- _Your task_
Write out the material below exactly, beginning at the line that contains "Query: leafy shrub" and ending with its last line, both ends included; write nothing else.

- _Provided data_
===
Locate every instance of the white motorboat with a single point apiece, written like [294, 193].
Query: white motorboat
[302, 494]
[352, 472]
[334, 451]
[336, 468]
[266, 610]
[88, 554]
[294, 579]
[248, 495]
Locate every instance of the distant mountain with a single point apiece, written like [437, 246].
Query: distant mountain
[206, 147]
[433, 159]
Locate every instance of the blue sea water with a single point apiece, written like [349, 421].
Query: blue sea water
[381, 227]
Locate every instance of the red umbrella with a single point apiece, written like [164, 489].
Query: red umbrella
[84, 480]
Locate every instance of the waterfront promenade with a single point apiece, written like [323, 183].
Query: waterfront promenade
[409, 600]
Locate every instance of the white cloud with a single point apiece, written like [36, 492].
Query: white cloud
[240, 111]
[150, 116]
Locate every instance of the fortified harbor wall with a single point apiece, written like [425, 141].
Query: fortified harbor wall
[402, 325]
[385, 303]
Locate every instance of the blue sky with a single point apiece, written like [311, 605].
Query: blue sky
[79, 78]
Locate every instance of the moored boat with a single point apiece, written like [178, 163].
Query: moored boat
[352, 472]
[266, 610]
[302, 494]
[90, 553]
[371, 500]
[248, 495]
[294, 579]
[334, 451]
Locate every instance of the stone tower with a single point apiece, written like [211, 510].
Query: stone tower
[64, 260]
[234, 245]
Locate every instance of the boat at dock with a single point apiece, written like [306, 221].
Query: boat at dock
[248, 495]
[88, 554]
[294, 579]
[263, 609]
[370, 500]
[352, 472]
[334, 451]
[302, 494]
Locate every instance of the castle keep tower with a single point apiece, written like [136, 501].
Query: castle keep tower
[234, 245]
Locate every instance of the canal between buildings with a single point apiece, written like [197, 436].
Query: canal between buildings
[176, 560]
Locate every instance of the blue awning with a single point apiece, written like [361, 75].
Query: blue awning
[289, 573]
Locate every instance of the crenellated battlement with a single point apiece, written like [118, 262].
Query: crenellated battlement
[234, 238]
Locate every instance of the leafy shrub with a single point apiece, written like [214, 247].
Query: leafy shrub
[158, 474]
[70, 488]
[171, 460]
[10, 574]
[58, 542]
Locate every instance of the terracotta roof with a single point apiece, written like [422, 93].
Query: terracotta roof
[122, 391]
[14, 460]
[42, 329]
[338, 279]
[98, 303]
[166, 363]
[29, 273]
===
- _Exercise result_
Query: leafy shrub
[158, 474]
[70, 488]
[171, 460]
[10, 574]
[58, 542]
Locate every instance of the terracotta roof with a single point apiece, written like [422, 93].
Query: terracotta roof
[122, 391]
[14, 460]
[42, 329]
[338, 279]
[98, 303]
[166, 363]
[29, 273]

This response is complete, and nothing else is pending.